## Task
Could the entries below be reproduced exactly, with the images removed?

## Data for this task

════════════════

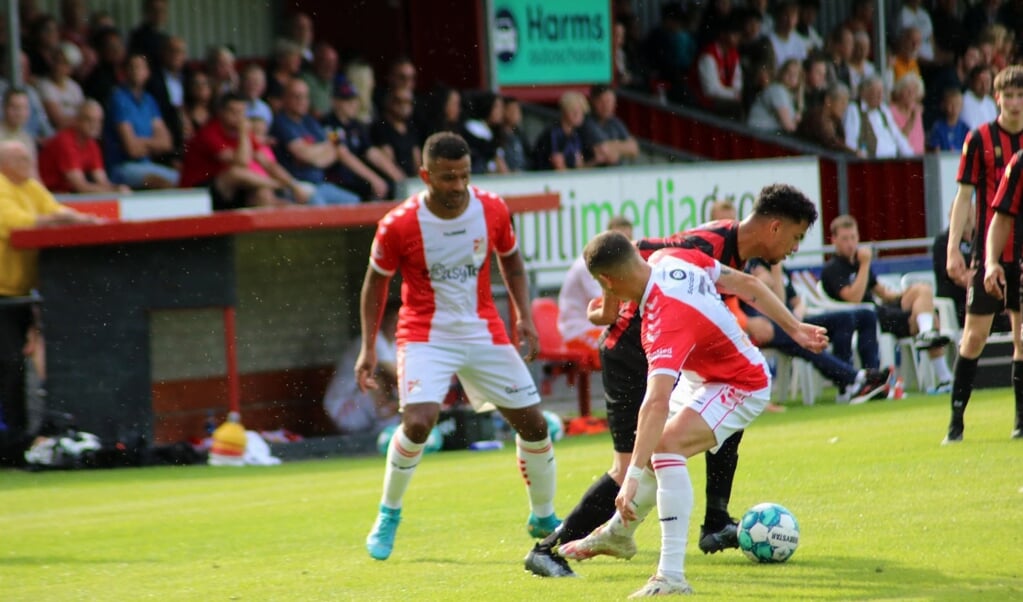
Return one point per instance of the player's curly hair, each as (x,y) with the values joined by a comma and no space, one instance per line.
(444,145)
(786,202)
(1010,77)
(609,252)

════════════════

## Answer box
Return one point per instance of the player's curly hair, each as (x,y) with the values joined by a comma and no space, one instance per line.
(444,145)
(786,202)
(1010,77)
(609,252)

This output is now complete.